- _GIVEN PROBLEM_
Can you format the material below as a JSON list of strings, covering only the lines from the one containing "Pick out the acacia" down to the one containing "x=877, y=501", both included? Use one string per line and leave out any blank lines.

══ DATA PROVIDED ══

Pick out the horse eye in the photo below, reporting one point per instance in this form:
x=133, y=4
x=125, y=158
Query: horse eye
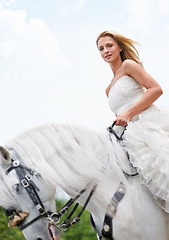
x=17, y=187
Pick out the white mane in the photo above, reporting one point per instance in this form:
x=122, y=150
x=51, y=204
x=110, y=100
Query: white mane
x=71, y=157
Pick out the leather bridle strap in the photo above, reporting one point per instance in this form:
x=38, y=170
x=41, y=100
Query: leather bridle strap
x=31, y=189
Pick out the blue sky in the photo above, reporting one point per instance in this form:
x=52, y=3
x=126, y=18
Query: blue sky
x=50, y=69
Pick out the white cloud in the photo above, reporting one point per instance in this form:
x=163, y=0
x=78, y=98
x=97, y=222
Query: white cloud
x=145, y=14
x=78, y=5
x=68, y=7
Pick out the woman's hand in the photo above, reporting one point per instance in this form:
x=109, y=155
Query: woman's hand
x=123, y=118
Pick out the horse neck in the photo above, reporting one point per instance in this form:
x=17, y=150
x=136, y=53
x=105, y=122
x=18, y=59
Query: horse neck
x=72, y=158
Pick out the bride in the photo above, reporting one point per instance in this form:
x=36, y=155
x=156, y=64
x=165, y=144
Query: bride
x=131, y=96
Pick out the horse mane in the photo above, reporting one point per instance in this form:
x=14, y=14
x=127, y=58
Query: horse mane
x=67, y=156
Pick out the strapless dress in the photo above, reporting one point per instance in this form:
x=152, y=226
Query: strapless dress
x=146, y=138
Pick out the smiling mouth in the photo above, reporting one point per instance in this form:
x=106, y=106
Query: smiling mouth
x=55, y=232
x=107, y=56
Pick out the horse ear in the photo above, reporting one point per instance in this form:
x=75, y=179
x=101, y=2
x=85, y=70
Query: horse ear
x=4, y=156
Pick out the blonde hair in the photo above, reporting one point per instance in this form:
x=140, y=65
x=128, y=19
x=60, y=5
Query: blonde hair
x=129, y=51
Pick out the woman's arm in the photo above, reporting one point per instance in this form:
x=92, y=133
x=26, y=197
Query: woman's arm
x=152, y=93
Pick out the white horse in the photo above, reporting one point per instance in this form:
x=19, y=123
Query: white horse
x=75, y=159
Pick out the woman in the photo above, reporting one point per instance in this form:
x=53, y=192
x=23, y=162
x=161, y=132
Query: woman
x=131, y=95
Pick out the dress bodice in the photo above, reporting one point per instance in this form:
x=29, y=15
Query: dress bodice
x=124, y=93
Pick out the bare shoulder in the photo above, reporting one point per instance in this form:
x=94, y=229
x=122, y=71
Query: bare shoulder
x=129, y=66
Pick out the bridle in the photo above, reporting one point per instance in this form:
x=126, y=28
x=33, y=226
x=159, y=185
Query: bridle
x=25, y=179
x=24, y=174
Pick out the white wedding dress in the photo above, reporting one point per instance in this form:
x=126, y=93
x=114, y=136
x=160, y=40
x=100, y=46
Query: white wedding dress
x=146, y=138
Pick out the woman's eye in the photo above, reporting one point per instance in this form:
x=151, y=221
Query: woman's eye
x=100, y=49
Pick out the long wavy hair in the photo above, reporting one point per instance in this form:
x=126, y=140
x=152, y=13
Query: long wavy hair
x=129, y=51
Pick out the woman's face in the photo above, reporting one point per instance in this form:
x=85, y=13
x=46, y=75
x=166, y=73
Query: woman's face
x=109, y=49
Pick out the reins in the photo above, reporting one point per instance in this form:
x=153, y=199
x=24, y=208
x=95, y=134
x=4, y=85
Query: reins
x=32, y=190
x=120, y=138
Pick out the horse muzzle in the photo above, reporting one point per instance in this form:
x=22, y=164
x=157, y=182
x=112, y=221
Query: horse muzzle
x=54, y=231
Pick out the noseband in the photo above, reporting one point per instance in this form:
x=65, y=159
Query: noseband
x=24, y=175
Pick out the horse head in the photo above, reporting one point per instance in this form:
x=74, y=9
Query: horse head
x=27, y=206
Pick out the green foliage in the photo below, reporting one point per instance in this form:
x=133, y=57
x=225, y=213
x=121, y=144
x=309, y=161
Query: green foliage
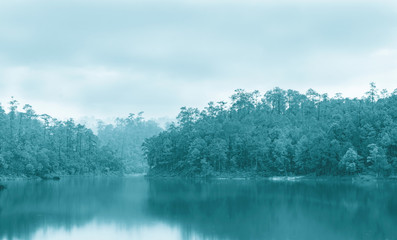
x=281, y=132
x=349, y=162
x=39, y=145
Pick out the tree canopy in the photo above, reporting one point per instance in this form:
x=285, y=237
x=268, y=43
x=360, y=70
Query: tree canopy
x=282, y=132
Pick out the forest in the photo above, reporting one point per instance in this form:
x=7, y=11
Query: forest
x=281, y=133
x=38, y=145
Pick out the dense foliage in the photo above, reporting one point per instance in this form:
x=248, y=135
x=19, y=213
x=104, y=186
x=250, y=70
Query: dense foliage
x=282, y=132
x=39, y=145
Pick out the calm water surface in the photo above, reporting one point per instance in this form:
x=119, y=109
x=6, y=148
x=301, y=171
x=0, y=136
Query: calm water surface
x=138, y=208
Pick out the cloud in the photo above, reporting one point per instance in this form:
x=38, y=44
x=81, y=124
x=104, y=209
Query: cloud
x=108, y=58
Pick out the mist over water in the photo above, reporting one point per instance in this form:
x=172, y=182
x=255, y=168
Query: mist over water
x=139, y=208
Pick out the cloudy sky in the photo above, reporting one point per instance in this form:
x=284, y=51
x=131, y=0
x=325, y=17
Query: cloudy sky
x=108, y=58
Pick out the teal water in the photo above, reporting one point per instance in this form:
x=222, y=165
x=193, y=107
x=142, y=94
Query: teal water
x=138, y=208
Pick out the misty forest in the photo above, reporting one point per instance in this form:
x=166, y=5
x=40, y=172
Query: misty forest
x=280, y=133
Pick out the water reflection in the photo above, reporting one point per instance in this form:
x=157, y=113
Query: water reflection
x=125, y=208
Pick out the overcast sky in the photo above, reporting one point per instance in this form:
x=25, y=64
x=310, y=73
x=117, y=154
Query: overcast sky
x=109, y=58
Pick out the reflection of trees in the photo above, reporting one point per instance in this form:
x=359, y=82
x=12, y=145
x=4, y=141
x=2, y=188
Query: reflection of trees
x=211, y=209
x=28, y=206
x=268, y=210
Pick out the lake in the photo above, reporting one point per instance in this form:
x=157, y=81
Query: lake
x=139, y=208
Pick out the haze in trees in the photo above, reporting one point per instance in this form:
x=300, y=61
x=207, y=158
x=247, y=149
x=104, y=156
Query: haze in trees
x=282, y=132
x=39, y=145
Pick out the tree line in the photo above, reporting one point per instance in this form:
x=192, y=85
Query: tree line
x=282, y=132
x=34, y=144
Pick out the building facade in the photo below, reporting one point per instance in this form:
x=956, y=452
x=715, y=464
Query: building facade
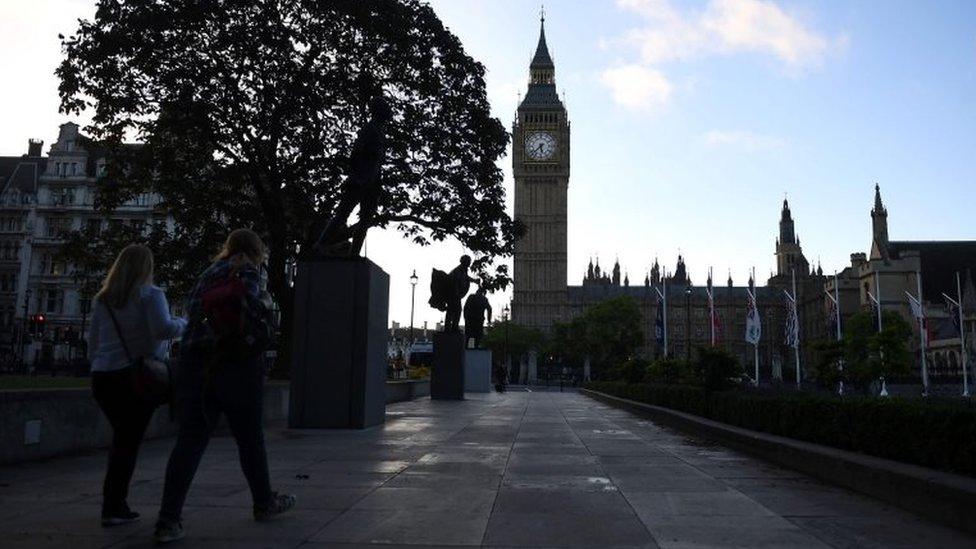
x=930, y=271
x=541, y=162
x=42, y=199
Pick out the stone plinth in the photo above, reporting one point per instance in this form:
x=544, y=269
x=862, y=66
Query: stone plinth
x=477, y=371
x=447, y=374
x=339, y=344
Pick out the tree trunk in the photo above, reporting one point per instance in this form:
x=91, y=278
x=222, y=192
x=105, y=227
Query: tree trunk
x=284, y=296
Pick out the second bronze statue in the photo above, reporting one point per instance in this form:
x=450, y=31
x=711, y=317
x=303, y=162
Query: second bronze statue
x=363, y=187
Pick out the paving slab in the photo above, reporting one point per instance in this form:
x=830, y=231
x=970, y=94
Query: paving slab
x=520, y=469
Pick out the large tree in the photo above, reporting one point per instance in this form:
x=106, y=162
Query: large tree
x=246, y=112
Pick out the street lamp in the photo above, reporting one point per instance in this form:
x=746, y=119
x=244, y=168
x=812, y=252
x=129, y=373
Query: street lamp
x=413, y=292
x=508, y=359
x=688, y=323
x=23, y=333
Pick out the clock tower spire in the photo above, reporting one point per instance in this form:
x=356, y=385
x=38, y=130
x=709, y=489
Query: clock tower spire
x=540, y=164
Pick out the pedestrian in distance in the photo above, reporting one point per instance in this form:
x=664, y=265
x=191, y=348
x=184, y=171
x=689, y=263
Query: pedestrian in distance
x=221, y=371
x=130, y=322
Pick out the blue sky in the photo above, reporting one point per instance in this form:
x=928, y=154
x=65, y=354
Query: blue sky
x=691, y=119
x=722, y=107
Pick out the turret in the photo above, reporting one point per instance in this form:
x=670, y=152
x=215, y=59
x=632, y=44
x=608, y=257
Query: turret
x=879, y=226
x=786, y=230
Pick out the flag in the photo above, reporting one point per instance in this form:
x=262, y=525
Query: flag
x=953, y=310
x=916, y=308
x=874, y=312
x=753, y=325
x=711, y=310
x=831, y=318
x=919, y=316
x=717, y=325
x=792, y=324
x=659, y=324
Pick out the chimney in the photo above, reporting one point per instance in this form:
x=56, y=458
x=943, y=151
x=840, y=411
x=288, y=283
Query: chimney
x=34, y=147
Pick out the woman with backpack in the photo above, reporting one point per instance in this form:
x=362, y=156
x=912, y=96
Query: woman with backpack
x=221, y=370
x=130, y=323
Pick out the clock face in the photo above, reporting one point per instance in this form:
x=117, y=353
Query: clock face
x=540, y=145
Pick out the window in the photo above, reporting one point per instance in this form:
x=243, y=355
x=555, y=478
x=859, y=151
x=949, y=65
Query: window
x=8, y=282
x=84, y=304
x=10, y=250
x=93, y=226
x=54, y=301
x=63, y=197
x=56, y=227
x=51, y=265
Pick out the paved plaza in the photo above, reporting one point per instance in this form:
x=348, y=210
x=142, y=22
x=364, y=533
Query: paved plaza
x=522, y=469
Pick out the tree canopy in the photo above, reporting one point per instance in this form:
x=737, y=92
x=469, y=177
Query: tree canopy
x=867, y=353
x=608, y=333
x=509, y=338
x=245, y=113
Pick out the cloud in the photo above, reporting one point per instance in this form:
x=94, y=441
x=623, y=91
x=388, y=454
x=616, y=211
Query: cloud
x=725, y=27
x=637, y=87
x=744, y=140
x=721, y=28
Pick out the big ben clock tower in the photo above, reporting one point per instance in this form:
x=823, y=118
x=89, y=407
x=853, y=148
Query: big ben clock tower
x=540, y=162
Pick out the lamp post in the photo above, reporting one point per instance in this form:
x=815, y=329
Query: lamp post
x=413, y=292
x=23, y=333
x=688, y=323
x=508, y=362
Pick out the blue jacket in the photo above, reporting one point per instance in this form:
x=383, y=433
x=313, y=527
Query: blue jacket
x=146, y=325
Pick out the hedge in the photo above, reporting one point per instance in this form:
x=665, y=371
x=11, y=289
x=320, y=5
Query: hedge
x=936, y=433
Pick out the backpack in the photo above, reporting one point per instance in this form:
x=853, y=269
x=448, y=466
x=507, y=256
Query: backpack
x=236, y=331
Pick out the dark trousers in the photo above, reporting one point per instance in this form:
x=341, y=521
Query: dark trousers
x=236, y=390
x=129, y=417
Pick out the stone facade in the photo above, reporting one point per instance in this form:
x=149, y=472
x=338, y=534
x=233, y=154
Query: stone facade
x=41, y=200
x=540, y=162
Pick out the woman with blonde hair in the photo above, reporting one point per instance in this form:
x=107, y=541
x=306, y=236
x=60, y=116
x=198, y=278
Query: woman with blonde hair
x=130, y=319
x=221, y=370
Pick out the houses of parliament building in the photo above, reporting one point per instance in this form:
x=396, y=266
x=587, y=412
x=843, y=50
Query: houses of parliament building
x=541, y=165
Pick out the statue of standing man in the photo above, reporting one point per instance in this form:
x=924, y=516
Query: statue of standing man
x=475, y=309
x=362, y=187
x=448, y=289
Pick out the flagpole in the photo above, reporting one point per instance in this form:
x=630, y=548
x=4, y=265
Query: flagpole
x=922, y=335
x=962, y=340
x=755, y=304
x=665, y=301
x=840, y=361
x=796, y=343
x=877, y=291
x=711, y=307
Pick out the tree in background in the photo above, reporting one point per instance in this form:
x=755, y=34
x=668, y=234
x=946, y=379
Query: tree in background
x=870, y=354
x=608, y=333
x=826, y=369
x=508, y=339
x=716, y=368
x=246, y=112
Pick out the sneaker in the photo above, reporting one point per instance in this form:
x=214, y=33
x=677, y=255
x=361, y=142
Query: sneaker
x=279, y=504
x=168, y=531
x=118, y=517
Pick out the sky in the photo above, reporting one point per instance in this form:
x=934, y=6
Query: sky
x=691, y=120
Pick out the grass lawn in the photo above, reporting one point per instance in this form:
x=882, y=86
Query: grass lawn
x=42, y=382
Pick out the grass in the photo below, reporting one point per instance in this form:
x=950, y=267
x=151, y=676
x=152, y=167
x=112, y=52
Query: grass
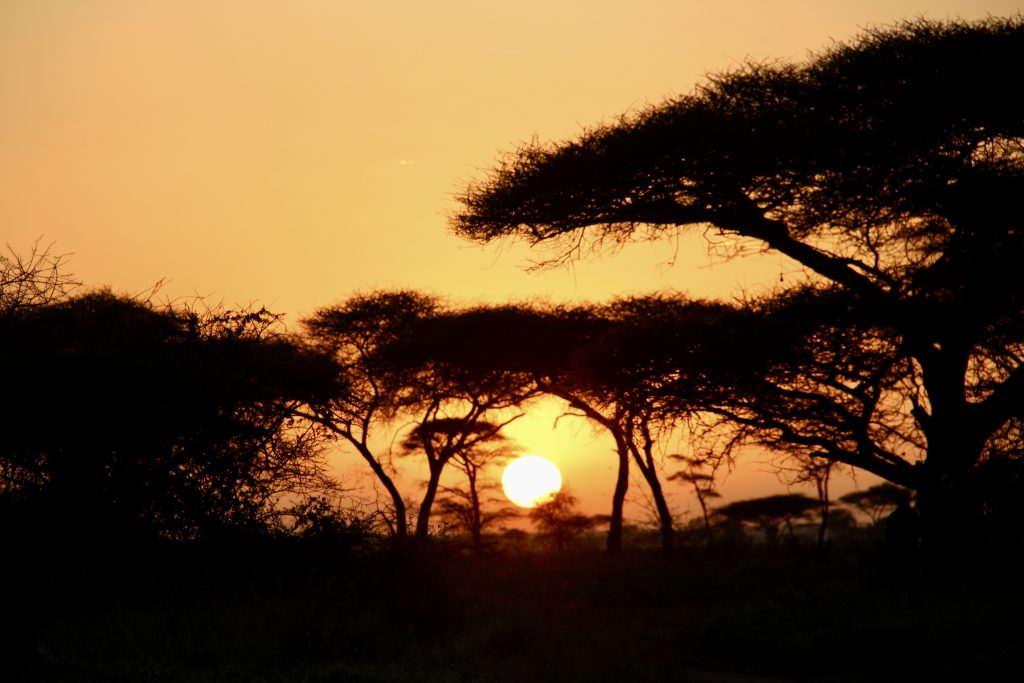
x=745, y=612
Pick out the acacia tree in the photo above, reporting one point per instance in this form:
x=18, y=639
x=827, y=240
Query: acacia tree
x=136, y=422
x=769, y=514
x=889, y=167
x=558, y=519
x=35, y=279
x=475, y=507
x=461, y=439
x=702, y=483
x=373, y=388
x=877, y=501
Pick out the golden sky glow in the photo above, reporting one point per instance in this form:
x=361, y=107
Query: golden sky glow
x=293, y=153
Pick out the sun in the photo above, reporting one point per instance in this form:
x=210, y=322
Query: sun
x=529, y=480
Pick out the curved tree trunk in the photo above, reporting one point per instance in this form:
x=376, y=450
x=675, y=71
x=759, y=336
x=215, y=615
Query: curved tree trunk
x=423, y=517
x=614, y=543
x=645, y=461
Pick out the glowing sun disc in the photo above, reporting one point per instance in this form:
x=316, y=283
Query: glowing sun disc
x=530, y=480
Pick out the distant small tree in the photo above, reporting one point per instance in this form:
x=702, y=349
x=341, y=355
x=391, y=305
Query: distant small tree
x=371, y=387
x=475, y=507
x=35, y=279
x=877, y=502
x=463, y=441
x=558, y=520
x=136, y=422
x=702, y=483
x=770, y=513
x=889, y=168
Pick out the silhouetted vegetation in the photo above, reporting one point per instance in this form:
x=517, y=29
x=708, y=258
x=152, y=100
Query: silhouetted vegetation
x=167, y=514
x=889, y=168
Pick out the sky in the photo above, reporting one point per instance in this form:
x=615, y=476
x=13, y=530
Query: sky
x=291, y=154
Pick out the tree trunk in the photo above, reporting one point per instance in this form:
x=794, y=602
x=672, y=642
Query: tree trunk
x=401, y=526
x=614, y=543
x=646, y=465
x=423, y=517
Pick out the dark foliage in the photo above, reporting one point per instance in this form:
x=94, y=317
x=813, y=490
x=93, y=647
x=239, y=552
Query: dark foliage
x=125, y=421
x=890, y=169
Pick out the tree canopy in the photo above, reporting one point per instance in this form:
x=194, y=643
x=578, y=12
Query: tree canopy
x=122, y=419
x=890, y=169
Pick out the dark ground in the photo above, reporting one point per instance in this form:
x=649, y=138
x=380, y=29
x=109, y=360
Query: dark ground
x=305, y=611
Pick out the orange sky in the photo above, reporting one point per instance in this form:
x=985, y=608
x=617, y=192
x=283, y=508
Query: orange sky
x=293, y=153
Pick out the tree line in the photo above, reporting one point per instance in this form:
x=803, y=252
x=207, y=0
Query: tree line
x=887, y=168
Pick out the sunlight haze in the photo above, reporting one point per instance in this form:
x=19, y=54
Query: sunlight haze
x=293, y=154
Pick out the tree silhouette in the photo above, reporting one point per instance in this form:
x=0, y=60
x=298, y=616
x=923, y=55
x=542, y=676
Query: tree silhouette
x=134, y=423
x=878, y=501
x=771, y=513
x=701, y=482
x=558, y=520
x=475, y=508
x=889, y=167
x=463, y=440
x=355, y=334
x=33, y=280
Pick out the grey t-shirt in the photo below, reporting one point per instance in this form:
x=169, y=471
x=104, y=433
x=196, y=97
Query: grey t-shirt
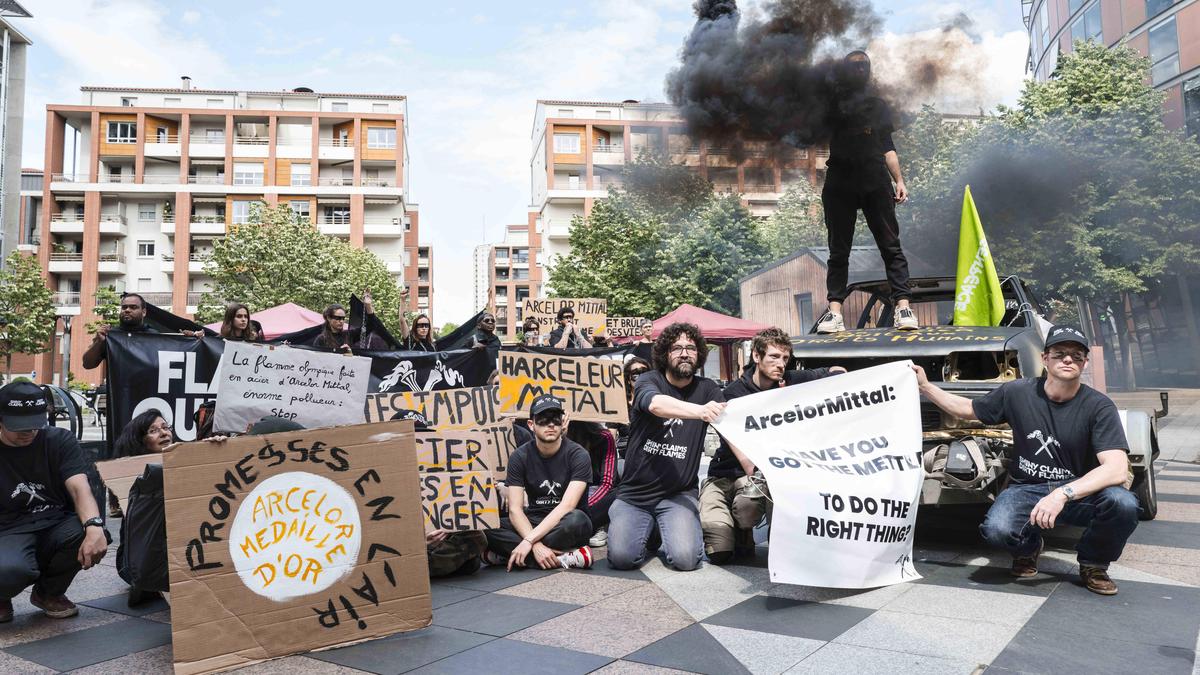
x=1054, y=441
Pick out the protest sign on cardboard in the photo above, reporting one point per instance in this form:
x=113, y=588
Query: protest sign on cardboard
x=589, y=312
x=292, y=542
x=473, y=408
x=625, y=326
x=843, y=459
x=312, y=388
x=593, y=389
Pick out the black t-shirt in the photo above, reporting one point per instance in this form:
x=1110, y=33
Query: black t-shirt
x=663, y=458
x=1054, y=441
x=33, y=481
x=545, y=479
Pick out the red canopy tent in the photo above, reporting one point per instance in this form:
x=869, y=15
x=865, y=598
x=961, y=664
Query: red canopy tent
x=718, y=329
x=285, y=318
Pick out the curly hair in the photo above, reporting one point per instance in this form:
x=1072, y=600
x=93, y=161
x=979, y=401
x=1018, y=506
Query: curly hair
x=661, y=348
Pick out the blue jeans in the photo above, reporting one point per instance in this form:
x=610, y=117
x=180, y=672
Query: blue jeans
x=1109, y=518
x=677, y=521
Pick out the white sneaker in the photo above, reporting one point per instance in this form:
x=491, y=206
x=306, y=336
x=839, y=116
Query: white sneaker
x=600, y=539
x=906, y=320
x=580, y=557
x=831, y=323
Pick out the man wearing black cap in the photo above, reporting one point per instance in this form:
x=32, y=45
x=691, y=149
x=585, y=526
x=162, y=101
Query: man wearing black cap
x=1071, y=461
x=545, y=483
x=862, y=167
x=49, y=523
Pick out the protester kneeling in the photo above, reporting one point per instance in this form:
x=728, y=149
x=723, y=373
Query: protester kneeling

═══

- _WRITTEN ANSWER_
[
  "Pick out the acacia tree in the photo above, reporting one point per instance in this form:",
  "x=18, y=639",
  "x=827, y=240",
  "Query: acacia tree",
  "x=136, y=422",
  "x=769, y=514",
  "x=889, y=167",
  "x=558, y=519",
  "x=35, y=279",
  "x=475, y=507",
  "x=461, y=439",
  "x=702, y=483",
  "x=373, y=388",
  "x=877, y=501"
]